Dataset entries:
>>>

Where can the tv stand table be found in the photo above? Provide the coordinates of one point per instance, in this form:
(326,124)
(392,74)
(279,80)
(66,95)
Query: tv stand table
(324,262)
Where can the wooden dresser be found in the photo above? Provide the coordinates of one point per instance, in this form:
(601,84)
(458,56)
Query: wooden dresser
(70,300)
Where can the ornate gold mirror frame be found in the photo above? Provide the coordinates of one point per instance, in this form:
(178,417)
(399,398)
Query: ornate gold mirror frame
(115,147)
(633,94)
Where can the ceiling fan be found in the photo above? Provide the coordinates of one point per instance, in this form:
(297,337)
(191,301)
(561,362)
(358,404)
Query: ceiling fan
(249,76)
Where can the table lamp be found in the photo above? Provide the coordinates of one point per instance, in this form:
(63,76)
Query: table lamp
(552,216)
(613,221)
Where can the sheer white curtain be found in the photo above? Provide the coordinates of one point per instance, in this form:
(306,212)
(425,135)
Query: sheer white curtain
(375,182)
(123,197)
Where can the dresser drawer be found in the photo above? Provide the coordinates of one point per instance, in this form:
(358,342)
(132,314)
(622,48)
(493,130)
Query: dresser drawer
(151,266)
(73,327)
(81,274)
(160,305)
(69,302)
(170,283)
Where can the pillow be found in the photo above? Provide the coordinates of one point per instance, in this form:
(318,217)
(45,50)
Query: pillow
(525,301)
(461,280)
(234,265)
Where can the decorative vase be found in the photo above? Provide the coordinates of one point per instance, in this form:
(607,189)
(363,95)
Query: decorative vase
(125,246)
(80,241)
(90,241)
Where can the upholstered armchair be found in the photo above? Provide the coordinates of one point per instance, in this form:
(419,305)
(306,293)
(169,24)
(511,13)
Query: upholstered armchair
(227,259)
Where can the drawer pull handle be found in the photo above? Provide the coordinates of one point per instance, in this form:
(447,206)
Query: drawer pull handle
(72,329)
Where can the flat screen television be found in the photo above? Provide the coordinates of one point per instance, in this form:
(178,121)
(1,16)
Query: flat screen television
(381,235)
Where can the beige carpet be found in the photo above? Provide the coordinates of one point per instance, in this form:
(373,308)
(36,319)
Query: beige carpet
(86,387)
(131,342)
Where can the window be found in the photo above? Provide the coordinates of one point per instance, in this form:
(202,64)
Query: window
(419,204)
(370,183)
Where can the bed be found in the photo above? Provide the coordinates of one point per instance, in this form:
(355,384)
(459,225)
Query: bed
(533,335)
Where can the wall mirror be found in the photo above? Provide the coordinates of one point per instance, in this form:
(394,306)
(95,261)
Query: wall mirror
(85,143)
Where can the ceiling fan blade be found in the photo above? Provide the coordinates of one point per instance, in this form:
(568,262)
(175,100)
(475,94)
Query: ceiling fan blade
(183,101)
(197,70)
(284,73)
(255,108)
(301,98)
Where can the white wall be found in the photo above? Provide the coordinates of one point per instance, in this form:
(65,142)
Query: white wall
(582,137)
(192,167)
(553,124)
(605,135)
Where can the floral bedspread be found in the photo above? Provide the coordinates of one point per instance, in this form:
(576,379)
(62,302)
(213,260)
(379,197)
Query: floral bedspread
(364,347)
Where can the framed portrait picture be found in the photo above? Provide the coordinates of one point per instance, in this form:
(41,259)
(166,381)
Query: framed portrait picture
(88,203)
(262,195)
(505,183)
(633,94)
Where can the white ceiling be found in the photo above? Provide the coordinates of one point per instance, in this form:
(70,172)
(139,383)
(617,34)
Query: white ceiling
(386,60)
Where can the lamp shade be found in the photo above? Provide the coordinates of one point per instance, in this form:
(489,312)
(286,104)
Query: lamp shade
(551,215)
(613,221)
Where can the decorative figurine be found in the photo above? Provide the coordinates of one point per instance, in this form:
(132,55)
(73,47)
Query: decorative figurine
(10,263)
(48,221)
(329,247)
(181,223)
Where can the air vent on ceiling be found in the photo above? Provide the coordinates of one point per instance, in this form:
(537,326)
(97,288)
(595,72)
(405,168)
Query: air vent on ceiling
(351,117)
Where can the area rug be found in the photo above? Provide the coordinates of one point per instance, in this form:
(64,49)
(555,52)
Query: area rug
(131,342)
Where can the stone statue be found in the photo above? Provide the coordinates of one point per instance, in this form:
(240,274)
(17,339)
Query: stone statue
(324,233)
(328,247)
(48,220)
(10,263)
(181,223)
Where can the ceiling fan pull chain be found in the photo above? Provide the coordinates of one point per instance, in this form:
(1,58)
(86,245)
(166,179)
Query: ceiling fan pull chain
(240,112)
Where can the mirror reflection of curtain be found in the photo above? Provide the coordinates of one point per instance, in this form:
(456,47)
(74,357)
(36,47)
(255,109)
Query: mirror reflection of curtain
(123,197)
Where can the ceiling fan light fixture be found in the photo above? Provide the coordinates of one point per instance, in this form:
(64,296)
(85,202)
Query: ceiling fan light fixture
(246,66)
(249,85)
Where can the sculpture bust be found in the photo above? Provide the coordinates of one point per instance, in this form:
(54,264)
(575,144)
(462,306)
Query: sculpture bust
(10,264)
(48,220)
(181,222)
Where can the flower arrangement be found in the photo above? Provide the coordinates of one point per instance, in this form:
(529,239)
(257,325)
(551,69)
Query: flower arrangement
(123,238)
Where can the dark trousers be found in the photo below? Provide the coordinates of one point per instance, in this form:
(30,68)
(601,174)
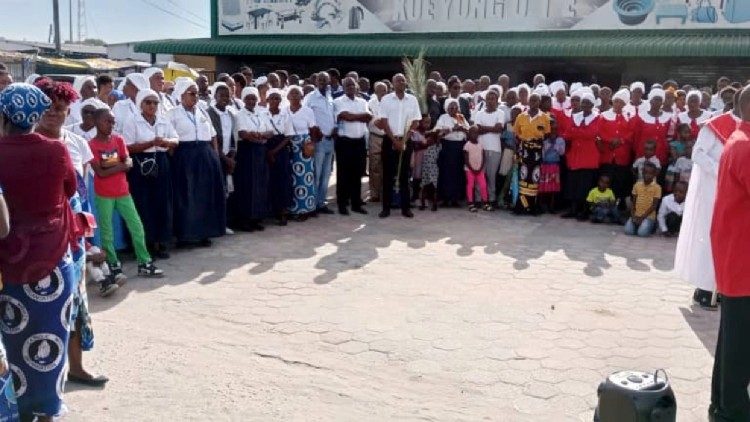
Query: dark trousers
(351,160)
(391,159)
(729,395)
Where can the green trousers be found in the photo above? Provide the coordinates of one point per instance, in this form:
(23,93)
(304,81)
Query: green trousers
(125,206)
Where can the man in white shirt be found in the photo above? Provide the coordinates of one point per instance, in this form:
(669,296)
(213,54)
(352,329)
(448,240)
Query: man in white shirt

<<<

Exercise details:
Copy the listing over exactly, skipping the pictures it holds.

Exercise output:
Where can the tv stand table be found in the photo above? Provide the coordinates of one point per instance, in this form:
(326,124)
(392,74)
(279,80)
(66,95)
Query: tv stand table
(324,262)
Where can the wooden dresser be found in the photo above? Provide the coordinates of one point per instance, in this form:
(601,84)
(458,56)
Query: wooden dresser
(70,300)
Where can the ornate gold mirror frame be found in the photo above? Provide the coordinates of one point per instance, in this form:
(178,417)
(399,398)
Query: ornate gold mirror frame
(115,147)
(633,94)
Where can the ceiling fan be found in the photo above? Provide the coordinates of one point per instance, in this form:
(297,337)
(191,301)
(561,362)
(358,404)
Query: ceiling fan
(249,76)
Where can the table lamp be found in the photo above? Provide the coordinates of one point per instance, in this form:
(63,76)
Query: table lamp
(552,216)
(613,221)
Where can the sheer white curtain be found in the photo above? Provide the coordinates of one point per instance, in this form:
(306,212)
(425,135)
Query: sheer white curtain
(375,182)
(123,197)
Where can the dresser drawer be found in the photo above? Provide the coordinates of one point per instance, in this form:
(358,342)
(132,314)
(622,48)
(493,130)
Query: dresser drawer
(151,266)
(73,327)
(81,274)
(160,305)
(69,302)
(170,283)
Where can the pillow be found in the photo above? Provide the coordinates of one point per instance, in this form:
(318,217)
(45,50)
Query: pillow
(525,301)
(461,280)
(234,265)
Where can the decorative vase be found in the photo above? Provide the coordinates of one point per instance, in this form:
(607,189)
(363,95)
Query: decorative vase
(125,246)
(80,241)
(90,241)
Where can the upholstered armchair be found in the photo above? Provide the coordinates of one point per instance, in this form:
(419,305)
(306,293)
(169,24)
(511,13)
Query: upholstered armchair
(227,259)
Where can the drawer pull handle be found in the photo above? Provide the coordinates of one point per instance, in this form:
(447,206)
Query: drawer pull handle
(72,329)
Where can the flat screen television be found in the photo above? Provide the coordinates of one point per instance, in this form:
(178,121)
(1,16)
Query: flat screen television
(381,235)
Where can the beige carpet be found in the photo above? Provide the coordinates of one point per instance, in this form:
(373,308)
(36,319)
Query: beige carpet
(86,387)
(131,342)
Where can the window be found in the photo above? Provide the coordinates of one point per instance, in this form:
(202,64)
Query: window
(419,204)
(370,183)
Where can the bed be found in the photo above? Provide the coordinates of one point per instance, in this form:
(355,384)
(459,225)
Query: bed
(533,335)
Where can the wall mirror be found in the photo above? Provide the coordinates of one point per instance, in this form:
(394,306)
(95,261)
Query: wall mirror
(85,143)
Where can the ceiling fan blade be found in the photo above? Provide the coordinates of one point per instance, in this form:
(568,262)
(175,100)
(475,94)
Query: ceiling fan blade
(183,101)
(197,70)
(284,73)
(255,108)
(301,98)
Where can the white wall be found in the photo above? Provide the coordinates of one point per instance, in this form:
(65,142)
Query: white wall
(582,137)
(192,167)
(553,124)
(605,135)
Where can the floral bedspread be found in the photo above? Provide the coordinates of one point per instance, in this form:
(576,379)
(62,302)
(213,260)
(379,197)
Query: floral bedspread
(364,347)
Where can the framed portrait picture be found in the photo above? Provide the coordinates of one point per instance, in this form:
(41,259)
(166,381)
Query: framed portrait picture
(88,203)
(262,195)
(505,183)
(633,94)
Where can the white ceiling be found in the photo above? Provide the coordinates of one point per instance, in this form:
(70,172)
(139,383)
(617,34)
Query: white ceiling
(386,60)
Where can the lamp shade be found in the photo above? Provide the coordinates of one point per instance, in this form:
(489,312)
(286,104)
Query: lamp shade
(551,215)
(613,221)
Where can the decorative figurine be found in the photo above? Provide the coordinates of one point per instance, in this form:
(132,55)
(73,47)
Query: decorative figurine
(10,263)
(48,221)
(329,247)
(181,223)
Where can the air vent on ceiling be found in the photo above? Provide the coordinates of one point per instance, in this form:
(537,326)
(97,288)
(595,72)
(405,168)
Query: air vent on ceiling
(351,117)
Where can the area rug be found in the photo above? Provide the coordinates of one point per instance, in this form:
(64,49)
(555,52)
Query: area rug
(131,342)
Where can the stone statue be found in the photo above? Provide the coordinates of one point per instance, in this form:
(240,274)
(17,339)
Query: stone statue
(324,233)
(328,247)
(48,220)
(10,263)
(181,223)
Where can the ceiling fan pull chain be found in the photo above? Provide the coordinates of one point per instance, in this form:
(1,58)
(86,245)
(166,179)
Query: ceiling fan pull chain
(240,112)
Where can the mirror reflection of curtain be found in the photo above? Provide the coordinates of one point per instance, in this form:
(456,47)
(74,357)
(36,47)
(255,109)
Query: mirror reflection of curtain
(123,197)
Where can the ceiling fan light fixture be found in the photo above? Provide the coordinates of one point per instance, in this form:
(64,296)
(85,202)
Query: ceiling fan light fixture
(246,66)
(249,85)
Where can the sculpture bust be found in the photo above? Provide the coordinates of one point per instance, in this form:
(54,264)
(575,144)
(462,306)
Query: sculpture bust
(10,264)
(48,220)
(181,222)
Where can the flower arrangement be found in the photo above? Provide the coordinates of one point per instance, in this form:
(529,239)
(257,325)
(551,69)
Query: flower arrangement
(123,238)
Where can the dark trousers be found in the photo below? Provide the coordinates of one point per instance, in this form:
(30,68)
(601,174)
Query: dark trousers
(351,160)
(391,159)
(729,395)
Where can the green trousers be found in the photo above? Provide the coordinates of one point per instance, in this form:
(23,93)
(304,81)
Query: green trousers
(125,206)
Where can the man in white shirt be found in the photo above? Provide the coordinates of one point per instance, in this form:
(669,296)
(213,54)
(352,329)
(448,240)
Query: man in white shirt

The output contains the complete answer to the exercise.